--- START ---
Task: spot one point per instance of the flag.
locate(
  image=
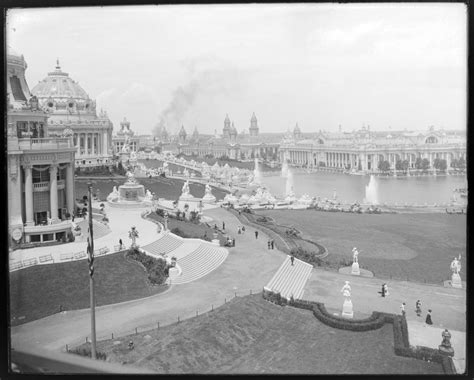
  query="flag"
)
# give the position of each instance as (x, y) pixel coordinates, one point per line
(90, 258)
--- END ---
■ EXERCISE: Please scale the data above by copying every line of it, not only the answers, with each x and y pixel coordinate in the answers multiplied by 0.35 and rounded to a whole number, halves rounded up. Leave the pictures out.

■ EXERCISE OUTPUT:
Task: spot one point per instance of the flag.
locate(
  image=
  query="flag"
)
# give the position of each instance as (x, y) pixel coordinates, one point per line
(32, 90)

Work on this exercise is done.